A run of records
— Start —
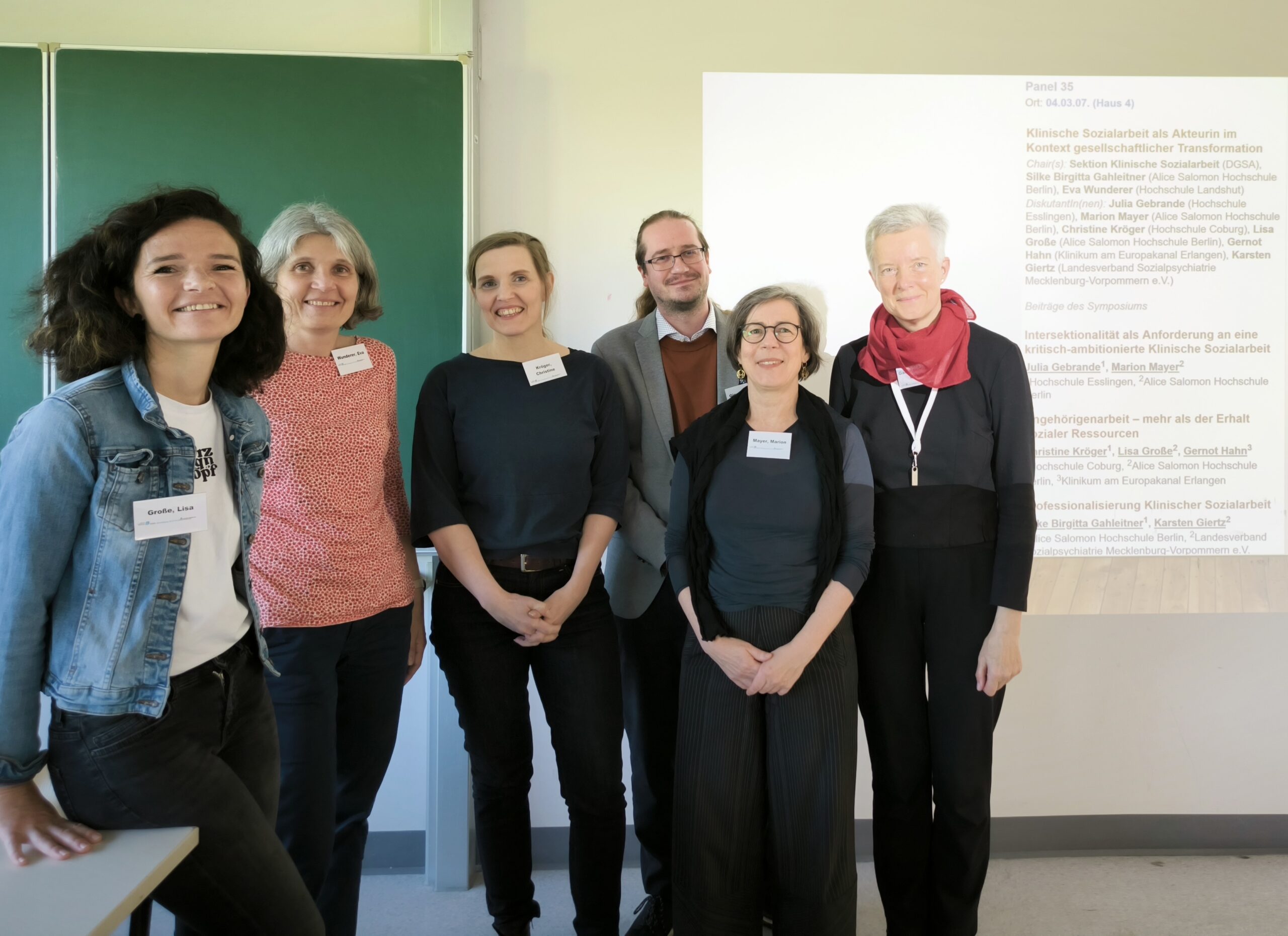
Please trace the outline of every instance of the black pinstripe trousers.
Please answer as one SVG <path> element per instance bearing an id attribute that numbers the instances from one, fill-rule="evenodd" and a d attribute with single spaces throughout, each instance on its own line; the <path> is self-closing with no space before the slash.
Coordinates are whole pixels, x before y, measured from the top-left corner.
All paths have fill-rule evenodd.
<path id="1" fill-rule="evenodd" d="M 805 615 L 726 613 L 765 650 Z M 777 936 L 854 936 L 858 669 L 849 617 L 786 695 L 747 694 L 698 645 L 680 669 L 675 752 L 675 933 L 760 936 L 766 863 Z"/>
<path id="2" fill-rule="evenodd" d="M 988 874 L 1001 690 L 975 689 L 993 543 L 878 546 L 853 613 L 889 936 L 974 936 Z M 929 698 L 927 698 L 929 685 Z"/>

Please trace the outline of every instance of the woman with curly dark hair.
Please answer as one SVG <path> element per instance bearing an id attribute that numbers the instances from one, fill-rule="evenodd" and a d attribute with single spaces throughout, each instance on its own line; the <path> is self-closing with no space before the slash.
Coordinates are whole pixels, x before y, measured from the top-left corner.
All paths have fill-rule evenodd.
<path id="1" fill-rule="evenodd" d="M 156 890 L 178 932 L 321 933 L 277 841 L 270 668 L 246 554 L 282 305 L 202 189 L 124 205 L 49 264 L 28 345 L 71 381 L 0 453 L 0 842 L 54 859 L 93 829 L 196 825 Z M 49 772 L 37 689 L 53 700 Z"/>

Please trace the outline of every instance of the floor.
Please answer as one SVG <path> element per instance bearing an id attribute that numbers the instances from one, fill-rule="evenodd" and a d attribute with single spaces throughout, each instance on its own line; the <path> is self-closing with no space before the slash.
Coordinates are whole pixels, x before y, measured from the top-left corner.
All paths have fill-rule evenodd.
<path id="1" fill-rule="evenodd" d="M 533 936 L 573 936 L 568 873 L 537 872 Z M 622 930 L 641 896 L 622 874 Z M 859 936 L 885 932 L 869 863 L 859 864 Z M 980 905 L 983 936 L 1284 936 L 1288 855 L 996 859 Z M 173 923 L 158 910 L 153 936 Z M 125 936 L 125 928 L 113 936 Z M 362 882 L 359 936 L 491 936 L 483 888 L 435 894 L 419 875 Z"/>
<path id="2" fill-rule="evenodd" d="M 1029 614 L 1288 612 L 1288 556 L 1038 557 Z"/>

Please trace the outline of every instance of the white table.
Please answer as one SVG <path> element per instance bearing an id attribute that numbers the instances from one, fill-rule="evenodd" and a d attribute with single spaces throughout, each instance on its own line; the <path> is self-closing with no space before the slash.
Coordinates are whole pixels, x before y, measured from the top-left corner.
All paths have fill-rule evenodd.
<path id="1" fill-rule="evenodd" d="M 36 783 L 54 802 L 48 774 Z M 104 832 L 94 851 L 66 861 L 28 850 L 24 868 L 0 855 L 0 930 L 109 936 L 196 847 L 197 829 L 188 827 Z"/>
— End —
■ **Given request**
Collect every line of the items above that contains the word "trace", and copy each such line. Letter case matters.

■ **Solution to this exercise**
Please trace the outline of every instance of the black pinstripe trousers.
Please trace the outline of every instance of the woman with curly dark hair.
Please trace the outline of every instance of the floor.
Please trace the outline of every instance of the white table.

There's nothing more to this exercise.